### PROBLEM DETAILS
Scan the entries below. Report each line where the string "detect" occurs.

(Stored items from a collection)
= = = =

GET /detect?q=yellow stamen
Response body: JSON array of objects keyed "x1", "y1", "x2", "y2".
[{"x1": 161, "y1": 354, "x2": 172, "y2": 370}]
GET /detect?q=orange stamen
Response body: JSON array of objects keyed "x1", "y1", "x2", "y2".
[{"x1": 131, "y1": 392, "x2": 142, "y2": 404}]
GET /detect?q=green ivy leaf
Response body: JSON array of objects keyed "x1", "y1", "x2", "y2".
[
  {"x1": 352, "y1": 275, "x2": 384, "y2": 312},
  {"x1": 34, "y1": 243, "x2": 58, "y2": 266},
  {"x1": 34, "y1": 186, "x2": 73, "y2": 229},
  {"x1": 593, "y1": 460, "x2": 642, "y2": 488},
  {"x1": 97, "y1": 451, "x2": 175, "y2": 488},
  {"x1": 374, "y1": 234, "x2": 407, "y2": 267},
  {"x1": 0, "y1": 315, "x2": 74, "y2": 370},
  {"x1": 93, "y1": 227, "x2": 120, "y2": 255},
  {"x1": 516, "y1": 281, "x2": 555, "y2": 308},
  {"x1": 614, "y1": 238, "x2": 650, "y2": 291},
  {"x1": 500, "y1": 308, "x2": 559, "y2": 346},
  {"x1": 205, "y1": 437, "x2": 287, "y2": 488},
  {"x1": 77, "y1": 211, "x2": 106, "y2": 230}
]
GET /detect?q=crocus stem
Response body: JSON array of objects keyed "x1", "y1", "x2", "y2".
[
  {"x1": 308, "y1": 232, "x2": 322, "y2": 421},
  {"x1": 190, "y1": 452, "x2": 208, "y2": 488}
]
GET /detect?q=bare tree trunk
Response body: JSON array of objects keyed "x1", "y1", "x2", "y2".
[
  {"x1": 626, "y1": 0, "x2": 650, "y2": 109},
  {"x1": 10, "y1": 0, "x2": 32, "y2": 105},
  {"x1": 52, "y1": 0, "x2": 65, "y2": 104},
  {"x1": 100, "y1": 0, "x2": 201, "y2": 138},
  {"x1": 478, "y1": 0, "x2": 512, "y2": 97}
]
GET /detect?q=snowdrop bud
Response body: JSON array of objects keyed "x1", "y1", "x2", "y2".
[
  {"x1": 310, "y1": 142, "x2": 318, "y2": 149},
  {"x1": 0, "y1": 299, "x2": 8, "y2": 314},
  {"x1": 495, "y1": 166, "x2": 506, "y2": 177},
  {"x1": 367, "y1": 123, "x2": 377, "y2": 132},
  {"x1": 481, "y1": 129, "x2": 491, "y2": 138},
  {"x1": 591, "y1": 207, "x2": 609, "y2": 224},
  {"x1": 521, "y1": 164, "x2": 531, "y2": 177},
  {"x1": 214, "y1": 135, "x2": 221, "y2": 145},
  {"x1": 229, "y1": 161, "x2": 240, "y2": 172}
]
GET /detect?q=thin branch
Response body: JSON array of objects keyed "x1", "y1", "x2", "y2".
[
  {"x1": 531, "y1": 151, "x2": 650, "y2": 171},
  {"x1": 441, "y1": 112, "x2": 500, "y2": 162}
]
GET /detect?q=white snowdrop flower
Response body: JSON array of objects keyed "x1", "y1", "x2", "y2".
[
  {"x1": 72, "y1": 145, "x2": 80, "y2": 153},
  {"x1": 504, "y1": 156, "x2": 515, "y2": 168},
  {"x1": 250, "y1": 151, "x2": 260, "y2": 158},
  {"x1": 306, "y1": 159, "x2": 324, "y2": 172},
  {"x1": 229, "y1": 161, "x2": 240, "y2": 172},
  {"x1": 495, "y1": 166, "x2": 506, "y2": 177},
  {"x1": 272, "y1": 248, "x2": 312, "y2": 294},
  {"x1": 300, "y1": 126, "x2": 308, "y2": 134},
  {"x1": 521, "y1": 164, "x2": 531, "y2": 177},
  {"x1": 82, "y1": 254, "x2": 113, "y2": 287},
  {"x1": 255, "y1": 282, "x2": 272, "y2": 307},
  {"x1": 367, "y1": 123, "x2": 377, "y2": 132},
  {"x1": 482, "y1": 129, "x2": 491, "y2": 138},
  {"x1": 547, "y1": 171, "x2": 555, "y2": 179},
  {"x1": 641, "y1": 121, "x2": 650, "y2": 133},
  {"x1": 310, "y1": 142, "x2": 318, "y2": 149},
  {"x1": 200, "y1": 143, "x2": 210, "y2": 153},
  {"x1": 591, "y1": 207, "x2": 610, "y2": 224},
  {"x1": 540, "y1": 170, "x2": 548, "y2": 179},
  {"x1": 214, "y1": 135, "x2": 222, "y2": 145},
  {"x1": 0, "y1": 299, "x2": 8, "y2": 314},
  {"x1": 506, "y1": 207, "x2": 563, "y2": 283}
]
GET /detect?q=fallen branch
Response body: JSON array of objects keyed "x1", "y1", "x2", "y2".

= = = =

### YOUR RESPONSE
GET /detect?q=yellow stamen
GET /detect?q=orange stamen
GET /detect?q=green ivy leaf
GET /detect?q=crocus stem
GET /detect?q=bare tree trunk
GET /detect?q=snowdrop bud
GET /detect?q=thin branch
GET /detect?q=white snowdrop flower
GET /detect?q=fallen branch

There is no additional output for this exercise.